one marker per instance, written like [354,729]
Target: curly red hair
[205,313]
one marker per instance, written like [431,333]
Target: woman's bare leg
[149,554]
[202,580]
------------------------------------------------------------
(BRIEF) Each of the lines above must appear again, unchanged.

(EXERCISE RESULT)
one marker per instance, written like [354,729]
Target: curly red hair
[205,313]
one marker per instance, written like [431,333]
Target: woman's bare leg
[149,554]
[202,580]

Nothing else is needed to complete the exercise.